**REQUIREMENT**
Leave the pictures behind and repeat all the entries exactly.

(Point-per-instance localization data)
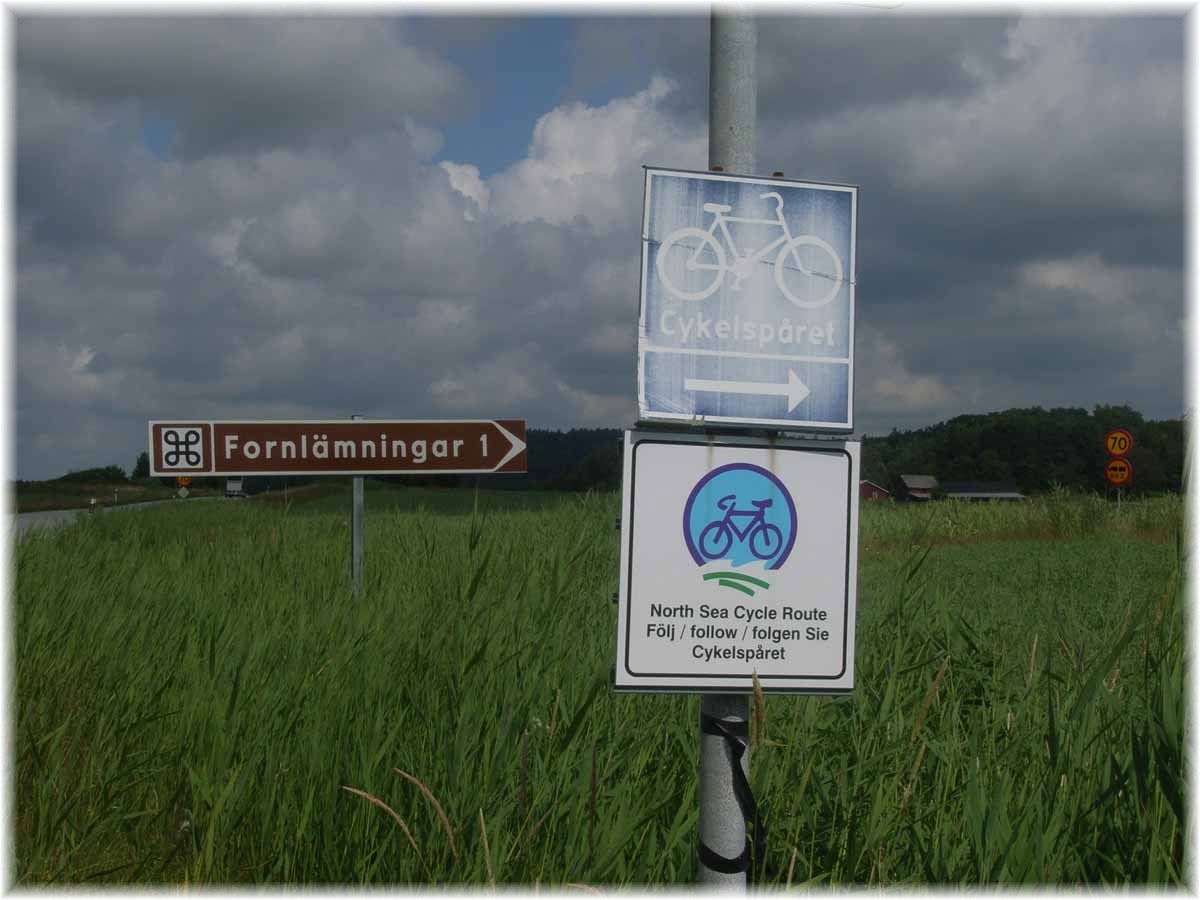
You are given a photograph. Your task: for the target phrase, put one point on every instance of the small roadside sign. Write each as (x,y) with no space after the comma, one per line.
(1119,442)
(738,558)
(1119,472)
(747,301)
(336,447)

**RESPONSE BOX**
You are given a photograph. Your task: for the target phrase, put one point on every instance of the small roadside sign. Write each as (x,y) with no space after the comma, one per line.
(1119,442)
(738,558)
(1119,472)
(747,301)
(336,447)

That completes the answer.